これは私が作ったものではなく、先人たちが作り出したもの。
最近の人間が、珍しい言葉を話したとて、それは先人たちが既に用意していたものを見つけただけのこと。
だけど私達はなぜか、まるで新しいものを発見したかのように、彼等の発した言葉を賞賛する。
どこかで聞いた事のあるような言葉であっても、そのことは誰も口にはしない。

人々が素晴らしいと賞賛する言葉を、私は空虚な思いで聞いている。
それを、誰かは嫉妬と呼ぶだろう。負け惜しみだというだろう。

そうかもしれないけれど、私はその言葉を聞きたくないから、口を閉ざす。あたかも、どこかで聞いた言葉を紡いで、賞賛されるのを望んでいるようで吐き気がする。

せっかく先人たちが作ってきた美しい音をした言葉たち。
それらは改良の余地が無いほどに完成されている。

にも関わらず、それを超えるどころか、人間はそれらを上手く使えない。
拙い言葉を振り回し、あろうことか他人に嘘を教え、騙す。
しかも人は、その言葉を簡単に信じた。

結果、疑心暗鬼に陥り、心を病み、自分の本当の言葉を忘れる。

愚かで愛しい人たち。

他人の言葉は、聞かなくていい。
疑うのは、自分の言葉。

自分が他人に発する言葉こそ、それは自分に向けられた真実の言葉。

他人を賞賛するなら、それは自分にも返ってくる。
他人を罵倒するなら、それは自分にも返ってくる。

すべてはそのバランス。
賞賛しかない人生は空虚で、罵倒しかない人生は哀れだ。

けれども、
そんな自分の発する言葉に誰かの言葉が返ってきた時

その時感じる喜びも、悲しみも、怒りも、全てが正しいものとなるだろう。
-.-.-
課題: 上にある言葉についての文章を、一字一句変えずに全文書き写す。

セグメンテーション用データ
-.-.-
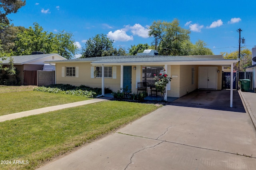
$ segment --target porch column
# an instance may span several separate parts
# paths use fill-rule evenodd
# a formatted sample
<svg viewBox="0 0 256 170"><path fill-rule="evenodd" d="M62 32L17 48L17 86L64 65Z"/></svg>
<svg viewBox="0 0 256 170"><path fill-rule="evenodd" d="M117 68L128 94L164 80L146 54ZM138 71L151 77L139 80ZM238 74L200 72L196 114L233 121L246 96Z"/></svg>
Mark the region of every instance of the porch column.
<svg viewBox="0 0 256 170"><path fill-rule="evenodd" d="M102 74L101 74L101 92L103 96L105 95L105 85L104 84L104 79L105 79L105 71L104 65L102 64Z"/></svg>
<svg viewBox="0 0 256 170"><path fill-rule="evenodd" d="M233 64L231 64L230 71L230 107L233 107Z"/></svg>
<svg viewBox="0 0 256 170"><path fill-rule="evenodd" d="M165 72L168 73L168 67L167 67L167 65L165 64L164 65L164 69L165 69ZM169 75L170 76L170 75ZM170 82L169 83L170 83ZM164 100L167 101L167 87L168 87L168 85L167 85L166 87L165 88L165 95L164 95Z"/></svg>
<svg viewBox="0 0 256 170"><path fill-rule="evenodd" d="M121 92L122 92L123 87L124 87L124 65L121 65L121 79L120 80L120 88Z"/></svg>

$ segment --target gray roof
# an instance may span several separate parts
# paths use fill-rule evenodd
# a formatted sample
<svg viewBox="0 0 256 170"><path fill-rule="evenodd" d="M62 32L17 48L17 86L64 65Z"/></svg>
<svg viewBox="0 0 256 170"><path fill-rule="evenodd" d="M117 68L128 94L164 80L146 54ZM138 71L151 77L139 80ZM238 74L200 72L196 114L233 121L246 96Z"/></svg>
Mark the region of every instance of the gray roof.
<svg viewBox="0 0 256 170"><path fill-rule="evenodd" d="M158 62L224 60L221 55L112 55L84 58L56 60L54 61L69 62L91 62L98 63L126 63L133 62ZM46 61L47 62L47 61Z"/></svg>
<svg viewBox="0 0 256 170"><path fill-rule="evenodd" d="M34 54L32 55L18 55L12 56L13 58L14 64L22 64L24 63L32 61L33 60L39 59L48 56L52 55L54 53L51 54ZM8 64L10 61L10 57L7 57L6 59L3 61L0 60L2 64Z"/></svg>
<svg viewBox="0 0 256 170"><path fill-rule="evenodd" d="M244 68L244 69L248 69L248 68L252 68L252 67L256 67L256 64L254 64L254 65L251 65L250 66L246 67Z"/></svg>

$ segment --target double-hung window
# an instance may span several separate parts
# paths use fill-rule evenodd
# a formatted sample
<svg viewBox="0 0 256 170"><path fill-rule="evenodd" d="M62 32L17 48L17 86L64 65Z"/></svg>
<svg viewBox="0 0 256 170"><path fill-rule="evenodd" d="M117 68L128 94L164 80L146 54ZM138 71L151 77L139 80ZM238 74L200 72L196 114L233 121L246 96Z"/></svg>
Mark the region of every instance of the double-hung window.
-.-.-
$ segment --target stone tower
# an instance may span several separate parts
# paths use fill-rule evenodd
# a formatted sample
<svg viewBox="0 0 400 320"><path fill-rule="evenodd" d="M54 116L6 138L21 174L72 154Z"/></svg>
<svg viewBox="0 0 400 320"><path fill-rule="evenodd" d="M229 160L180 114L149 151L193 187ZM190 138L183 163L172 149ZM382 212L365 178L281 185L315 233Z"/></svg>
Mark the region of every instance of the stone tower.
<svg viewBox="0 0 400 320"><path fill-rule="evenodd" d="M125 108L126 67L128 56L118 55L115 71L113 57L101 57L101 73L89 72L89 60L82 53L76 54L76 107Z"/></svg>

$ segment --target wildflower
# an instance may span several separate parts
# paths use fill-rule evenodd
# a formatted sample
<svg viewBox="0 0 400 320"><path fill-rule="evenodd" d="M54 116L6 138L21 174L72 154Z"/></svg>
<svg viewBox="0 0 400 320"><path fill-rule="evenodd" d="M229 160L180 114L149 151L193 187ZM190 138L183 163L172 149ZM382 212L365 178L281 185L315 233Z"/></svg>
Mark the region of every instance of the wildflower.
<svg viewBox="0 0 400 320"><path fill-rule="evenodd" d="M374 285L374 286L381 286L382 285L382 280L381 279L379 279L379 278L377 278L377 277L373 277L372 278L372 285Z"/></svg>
-.-.-
回答全文:
これは私が作ったものではなく、先人たちが作り出したもの。
最近の人間が、珍しい言葉を話したとて、それは先人たちが既に用意していたものを見つけただけのこと。
だけど私達はなぜか、まるで新しいものを発見したかのように、彼等の発した言葉を賞賛する。
どこかで聞いた事のあるような言葉であっても、そのことは誰も口にはしない。

人々が素晴らしいと賞賛する言葉を、私は空虚な思いで聞いている。
それを、誰かは嫉妬と呼ぶだろう。負け惜しみだというだろう。

そうかもしれないけれど、私はその言葉を聞きたくないから、口を閉ざす。あたかも、どこかで聞いた言葉を紡いで、賞賛されるのを望んでいるようで吐き気がする。

せっかく先人たちが作ってきた美しい音をした言葉たち。
それらは改良の余地が無いほどに完成されている。

にも関わらず、それを超えるどころか、人間はそれらを上手く使えない。
拙い言葉を振り回し、あろうことか他人に嘘を教え、騙す。
しかも人は、その言葉を簡単に信じた。

結果、疑心暗鬼に陥り、心を病み、自分の本当の言葉を忘れる。

愚かで愛しい人たち。

他人の言葉は、聞かなくていい。
疑うのは、自分の言葉。

自分が他人に発する言葉こそ、それは自分に向けられた真実の言葉。

他人を賞賛するなら、それは自分にも返ってくる。
他人を罵倒するなら、それは自分にも返ってくる。

すべてはそのバランス。
賞賛しかない人生は空虚で、罵倒しかない人生は哀れだ。

けれども、
そんな自分の発する言葉に誰かの言葉が返ってきた時

その時感じる喜びも、悲しみも、怒りも、全てが正しいものとなるだろう。